TASK PROMPT: Give a verbatim quotation of every record.

EXTRACTED DATA:
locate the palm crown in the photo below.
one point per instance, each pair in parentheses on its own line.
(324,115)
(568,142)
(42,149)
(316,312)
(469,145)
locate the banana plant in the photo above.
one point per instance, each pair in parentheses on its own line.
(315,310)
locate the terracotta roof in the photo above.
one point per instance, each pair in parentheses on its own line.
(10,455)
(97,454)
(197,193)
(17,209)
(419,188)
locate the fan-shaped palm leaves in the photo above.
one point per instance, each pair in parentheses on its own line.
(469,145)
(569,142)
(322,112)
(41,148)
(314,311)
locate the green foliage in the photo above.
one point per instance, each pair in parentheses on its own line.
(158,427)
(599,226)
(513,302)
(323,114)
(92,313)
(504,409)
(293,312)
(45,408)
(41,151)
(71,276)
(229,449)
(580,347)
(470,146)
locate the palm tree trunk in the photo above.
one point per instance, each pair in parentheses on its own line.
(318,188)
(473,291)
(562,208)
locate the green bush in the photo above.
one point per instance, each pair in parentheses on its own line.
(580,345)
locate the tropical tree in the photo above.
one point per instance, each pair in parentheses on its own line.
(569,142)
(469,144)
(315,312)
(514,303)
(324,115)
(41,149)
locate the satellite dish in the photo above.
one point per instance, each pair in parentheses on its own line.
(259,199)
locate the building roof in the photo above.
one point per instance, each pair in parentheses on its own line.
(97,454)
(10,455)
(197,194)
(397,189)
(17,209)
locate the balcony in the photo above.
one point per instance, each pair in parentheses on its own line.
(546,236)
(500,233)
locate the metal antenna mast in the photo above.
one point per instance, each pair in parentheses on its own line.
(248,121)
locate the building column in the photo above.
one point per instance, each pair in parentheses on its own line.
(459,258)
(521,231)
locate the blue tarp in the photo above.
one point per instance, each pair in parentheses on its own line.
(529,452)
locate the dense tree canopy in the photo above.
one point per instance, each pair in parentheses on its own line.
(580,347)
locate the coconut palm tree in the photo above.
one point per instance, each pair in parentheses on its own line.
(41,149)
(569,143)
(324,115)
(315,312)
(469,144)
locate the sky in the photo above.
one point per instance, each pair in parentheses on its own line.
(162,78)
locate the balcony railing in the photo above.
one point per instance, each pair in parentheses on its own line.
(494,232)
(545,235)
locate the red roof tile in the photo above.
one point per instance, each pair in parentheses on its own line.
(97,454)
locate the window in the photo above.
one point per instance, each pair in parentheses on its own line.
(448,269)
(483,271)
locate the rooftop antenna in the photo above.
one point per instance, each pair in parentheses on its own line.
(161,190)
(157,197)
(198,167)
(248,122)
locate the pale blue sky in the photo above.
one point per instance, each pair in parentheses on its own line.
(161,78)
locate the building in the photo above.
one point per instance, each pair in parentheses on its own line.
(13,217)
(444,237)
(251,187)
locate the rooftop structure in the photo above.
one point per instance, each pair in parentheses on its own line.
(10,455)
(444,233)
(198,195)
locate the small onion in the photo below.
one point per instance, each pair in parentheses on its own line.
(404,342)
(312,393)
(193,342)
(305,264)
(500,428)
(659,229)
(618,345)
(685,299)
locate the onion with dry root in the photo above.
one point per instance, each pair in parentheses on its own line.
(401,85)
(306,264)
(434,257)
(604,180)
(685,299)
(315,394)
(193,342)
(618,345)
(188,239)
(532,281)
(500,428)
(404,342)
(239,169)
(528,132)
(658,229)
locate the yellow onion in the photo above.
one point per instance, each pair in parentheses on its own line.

IN RESPONSE:
locate the palm crown in the photo below.
one point per instance, each pair in parentheses on its own line.
(324,115)
(568,142)
(42,149)
(316,312)
(469,145)
locate the banana plant in the photo above.
one point per instance, each pair in parentheses on its own line.
(315,310)
locate the terracotta roof in the photo above.
one point per instance, each pair in parentheses on its own line.
(10,455)
(97,454)
(197,193)
(17,209)
(419,188)
locate the fan-shaped palm leaves in the photo above.
one point per instance, each pair in parentheses on its own line.
(469,145)
(569,142)
(322,112)
(41,148)
(314,311)
locate the green foliage in the photo above.
one point per instance, each pair in parentheses on its own line.
(158,427)
(599,226)
(513,302)
(323,114)
(92,313)
(504,409)
(293,312)
(45,408)
(41,151)
(71,276)
(229,449)
(580,347)
(470,146)
locate the palm tree trunk in the photo above.
one point per instance, each pair in parentheses on its own line.
(318,188)
(473,291)
(562,208)
locate the green bush in the photo above.
one point per instance, each pair in parentheses on its own line.
(580,345)
locate the tropical tree in the photo above.
one point per instance, each pair in parentheses on its own line.
(569,142)
(469,144)
(315,312)
(514,303)
(324,115)
(41,149)
locate the satellite dish in the photo above.
one point per instance, each pair in parentheses on its own line.
(259,199)
locate the building roof in the photo above.
one point per instance, each pair in parentheses on its own line.
(97,454)
(10,455)
(197,194)
(397,189)
(17,209)
locate the balcony in the photo above.
one point per instance, each pair in parentheses on its own line.
(546,236)
(500,233)
locate the metal antenna mast in the photo above.
one point per instance, each pair in parentheses on its own line.
(248,121)
locate the building column in the photo above.
one point per instance, each pair in parentheses on its own line.
(459,258)
(521,231)
locate the blue tarp in the photo above.
one point per instance, each pair in parentheses on its own line.
(529,452)
locate the dense tree canopy in the photo above.
one point per instance, each pair in parentheses on its own line.
(580,347)
locate the coconut palm tree in the photo above.
one point per instance, each pair in parentheses on its own line.
(41,149)
(569,143)
(324,115)
(315,312)
(469,144)
locate the sky in the photo above.
one point per instance, each pair in parentheses on its own line.
(162,78)
locate the balcony railing in the photo above.
one point per instance, each pair in parentheses on its own line.
(494,232)
(545,235)
locate the red roof tile in the photo above.
one point per instance, each pair in parentheses on its own line.
(97,454)
locate the window in the photo above.
one point per instance, each pair in parentheses on its own line.
(448,269)
(483,271)
locate the rooftop antenna in the photo above.
one point per instance, each pair in parentheses on its own line.
(161,190)
(157,197)
(198,167)
(248,122)
locate the pale blue sky in the photo above.
one point per instance, each pair in parentheses on its own line.
(161,78)
locate the building in the photo above.
one point per instance, each pair in parentheses on its own line.
(13,217)
(444,237)
(251,187)
locate the rooftop structure in the photo above.
one point per instance, each pair in parentheses on its own line.
(10,455)
(444,233)
(198,195)
locate the small onion in the photo below.
one point per instance, each pair in parentheses on its own line.
(404,342)
(312,393)
(193,342)
(305,264)
(500,428)
(659,229)
(618,345)
(685,299)
locate the onion with dry root in the photo above.
one point per instance, each pair in parentheses on its own line.
(401,85)
(306,264)
(434,257)
(604,180)
(685,299)
(315,394)
(193,342)
(618,345)
(188,239)
(532,281)
(500,428)
(404,342)
(239,169)
(528,132)
(658,229)
locate the yellow onion in the photo above.
one point per instance, each pair in parentheses on its own line.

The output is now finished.